### Written problem:
Reproduce, word for word, the portion of the tape tips page below that opens with the words containing "add up the daily" and closes with "WANTS PER DAY!".

TSM - General Tape Tips

These links lead to sections in the text below.


Calculating Tape requirements

A method to forecast future tape growth. This assumes that you had steady growth in the last month, and you expect this to continue. It also assumes that you are not using collocation. If you know you are going to add 200 more servers next month, then they represent a step growth, which will be over and above the incremental growth forecast here. This method also assumes that you copy your tape storage pools.

Query the TSM server to get statistics on data copied from the primary storage pool in the past month using

Q ACTL BEGINDATE=-30 SEARCH=ANR1214

add up the daily archive and backup copy from primary to copypool storage and divide by 30; now you have a per day average that is being backed up. Double the value because if you have primary and copy storage pools. Call this value 'DailyData'.

now find out how much data is held per full tape, on average, with the following query

SELECT STGPOOL_NAME AS STGPOOL, CAST(MEAN(EST_CAPACITY_MB/1024) AS DECIMAL(5,2)) AS GB_PER_FULL_VOL FROM VOLUMES WHERE STATUS='FULL' GROUP BY STGPOOL_NAME

add the average of each storage pool and divide by the number of storage pools; this should give you an average capacity for a tape from all data types and using compression. Call this value 'AvCap'

DailyData / AvCap = TAPES TSM WANTS PER DAY!

### Given records:

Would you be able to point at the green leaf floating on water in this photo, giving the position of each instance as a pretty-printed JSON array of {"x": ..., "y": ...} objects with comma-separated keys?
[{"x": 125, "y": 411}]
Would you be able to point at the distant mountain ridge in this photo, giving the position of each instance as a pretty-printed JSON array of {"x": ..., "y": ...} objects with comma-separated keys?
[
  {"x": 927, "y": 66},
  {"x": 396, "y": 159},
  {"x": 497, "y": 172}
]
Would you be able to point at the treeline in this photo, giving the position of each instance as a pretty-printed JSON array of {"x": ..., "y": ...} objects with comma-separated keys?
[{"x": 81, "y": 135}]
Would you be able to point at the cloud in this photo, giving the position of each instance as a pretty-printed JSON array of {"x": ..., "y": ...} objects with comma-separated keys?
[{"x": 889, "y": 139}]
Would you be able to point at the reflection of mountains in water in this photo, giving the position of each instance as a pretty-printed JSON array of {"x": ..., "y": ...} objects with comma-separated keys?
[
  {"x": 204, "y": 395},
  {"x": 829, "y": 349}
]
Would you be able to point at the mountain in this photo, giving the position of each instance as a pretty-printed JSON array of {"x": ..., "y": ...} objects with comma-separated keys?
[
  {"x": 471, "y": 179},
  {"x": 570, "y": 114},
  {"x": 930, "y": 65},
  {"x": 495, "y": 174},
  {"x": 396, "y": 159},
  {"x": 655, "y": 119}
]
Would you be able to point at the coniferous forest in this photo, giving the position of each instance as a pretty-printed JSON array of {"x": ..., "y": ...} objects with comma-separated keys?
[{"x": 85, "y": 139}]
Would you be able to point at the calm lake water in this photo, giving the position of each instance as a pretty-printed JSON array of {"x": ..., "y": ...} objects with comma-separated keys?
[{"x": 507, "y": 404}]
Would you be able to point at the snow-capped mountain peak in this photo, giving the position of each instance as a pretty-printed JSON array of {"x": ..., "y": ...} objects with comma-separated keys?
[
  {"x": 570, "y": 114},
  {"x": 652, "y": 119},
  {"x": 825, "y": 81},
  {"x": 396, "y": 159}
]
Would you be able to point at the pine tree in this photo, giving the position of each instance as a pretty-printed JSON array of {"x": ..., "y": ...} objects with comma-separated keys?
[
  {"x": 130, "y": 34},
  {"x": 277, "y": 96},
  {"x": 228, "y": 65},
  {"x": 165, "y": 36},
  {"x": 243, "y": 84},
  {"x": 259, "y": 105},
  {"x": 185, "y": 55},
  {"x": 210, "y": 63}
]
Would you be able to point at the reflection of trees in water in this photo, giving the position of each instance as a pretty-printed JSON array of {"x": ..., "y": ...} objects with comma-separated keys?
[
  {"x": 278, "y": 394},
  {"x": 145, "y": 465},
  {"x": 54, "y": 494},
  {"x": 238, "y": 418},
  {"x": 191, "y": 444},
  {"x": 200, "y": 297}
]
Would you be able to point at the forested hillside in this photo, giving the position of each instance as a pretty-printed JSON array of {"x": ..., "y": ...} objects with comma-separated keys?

### Task result:
add up the daily archive and backup copy from primary to copypool storage and divide by 30; now you have a per day average that is being backed up. Double the value because if you have primary and copy storage pools. Call this value 'DailyData'.

now find out how much data is held per full tape, on average, with the following query

SELECT STGPOOL_NAME AS STGPOOL, CAST(MEAN(EST_CAPACITY_MB/1024) AS DECIMAL(5,2)) AS GB_PER_FULL_VOL FROM VOLUMES WHERE STATUS='FULL' GROUP BY STGPOOL_NAME

add the average of each storage pool and divide by the number of storage pools; this should give you an average capacity for a tape from all data types and using compression. Call this value 'AvCap'

DailyData / AvCap = TAPES TSM WANTS PER DAY!